══ PROVIDED PASSAGE
Deleval has a pouring handle near the bottom. Mine is a Deleval type, a Universal or Milk Maid?? I don't remember what the old pulsator said on it. I put it back onto Ebay and sold the pulsator/lid/SS shells soon after I bought the complete unit. Retained the bucket though. Mine has 4 feet that're soldered onto the bottom to keep the bottom of the pail off the floor. When I'm milking more than 4 I use this bucket. During the winter, when it's just a couple of does still in milk, I'll either handmilk or use the Coburn Quarter Milker. It's a little 2 gallon plastic bucket but if you try putting much more than a gallon in it, it'll start sucking milk back into the vaccum line. Thinking that I need to replace the pea on it's lid. It just depends on how much my hands are bothering me. If they're going to sleep all the time, pull out the bucket. If not, handmilk.
I've seen 2 of the Hoeggers machines. Used one at a friends house. I like the small size of the actual machine itself and the portability. I don't like that she ended up turning off the machine between does. Did suggest that she put in an inline shut-off on the vaccum side so she'd not have to turn off the entire thing. The stall cocks are hard for her to turn off/on so the switch is easier. She's older and has a poor grip. She'd only milk one at a time then go dump the milk in-between does. Makes for a VERY long milking session !!! Clean up on it was very easy though. "You've got to do what you can, to get done." is her motto.
════
* **EXERCISE 1**: In the milking thread, why does the friend turn off the whole machine between does instead of using the stall cocks?
* **EXERCISE 2**: According to the milking thread, which parts of the complete unit did the writer sell on Ebay?
You won't need the listing that comes after this milking thread.
══ DATA ROWS
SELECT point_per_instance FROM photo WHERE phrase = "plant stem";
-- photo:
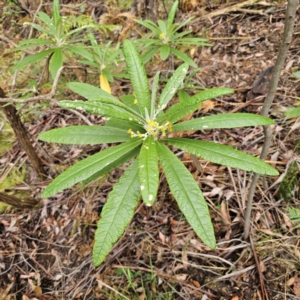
(22, 135)
(286, 40)
(18, 202)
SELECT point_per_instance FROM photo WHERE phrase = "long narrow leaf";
(150, 25)
(85, 135)
(148, 55)
(164, 52)
(138, 77)
(231, 120)
(172, 14)
(56, 62)
(103, 109)
(120, 161)
(182, 109)
(117, 213)
(80, 50)
(153, 94)
(172, 86)
(89, 91)
(46, 19)
(32, 59)
(104, 162)
(148, 171)
(182, 56)
(223, 155)
(187, 194)
(124, 124)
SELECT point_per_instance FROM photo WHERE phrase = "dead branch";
(286, 40)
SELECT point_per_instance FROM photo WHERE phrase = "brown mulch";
(45, 253)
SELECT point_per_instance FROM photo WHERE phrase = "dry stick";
(22, 135)
(287, 38)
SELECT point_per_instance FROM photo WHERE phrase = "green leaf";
(230, 120)
(123, 124)
(104, 162)
(153, 94)
(120, 161)
(56, 62)
(150, 25)
(94, 94)
(30, 44)
(80, 50)
(42, 29)
(223, 155)
(193, 41)
(98, 108)
(47, 21)
(117, 213)
(177, 111)
(182, 56)
(293, 112)
(187, 194)
(55, 11)
(149, 54)
(32, 59)
(172, 86)
(129, 100)
(148, 171)
(89, 91)
(164, 52)
(172, 14)
(85, 135)
(137, 75)
(162, 26)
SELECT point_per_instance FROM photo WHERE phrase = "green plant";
(55, 38)
(167, 38)
(293, 112)
(143, 126)
(107, 60)
(294, 215)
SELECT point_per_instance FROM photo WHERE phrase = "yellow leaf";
(104, 85)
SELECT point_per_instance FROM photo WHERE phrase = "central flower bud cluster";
(152, 128)
(164, 38)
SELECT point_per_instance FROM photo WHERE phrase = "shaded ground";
(46, 252)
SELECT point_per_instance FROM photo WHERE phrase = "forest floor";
(45, 253)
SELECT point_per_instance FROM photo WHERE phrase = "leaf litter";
(46, 252)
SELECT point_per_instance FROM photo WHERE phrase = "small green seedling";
(107, 60)
(142, 127)
(167, 38)
(55, 38)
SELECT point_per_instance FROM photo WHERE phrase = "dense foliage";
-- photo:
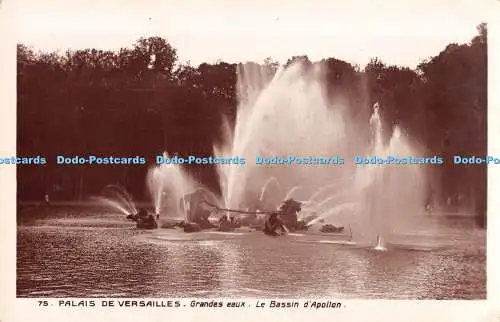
(123, 103)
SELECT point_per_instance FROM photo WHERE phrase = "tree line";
(123, 103)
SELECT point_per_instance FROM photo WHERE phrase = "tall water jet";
(287, 114)
(168, 184)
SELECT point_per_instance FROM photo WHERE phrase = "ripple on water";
════
* **FINAL RESULT 1**: The stall cocks are hard for her to turn off and on, so using the switch is easier. She is older and has a poor grip.

* **FINAL RESULT 2**: The pulsator, the lid, and the SS shells.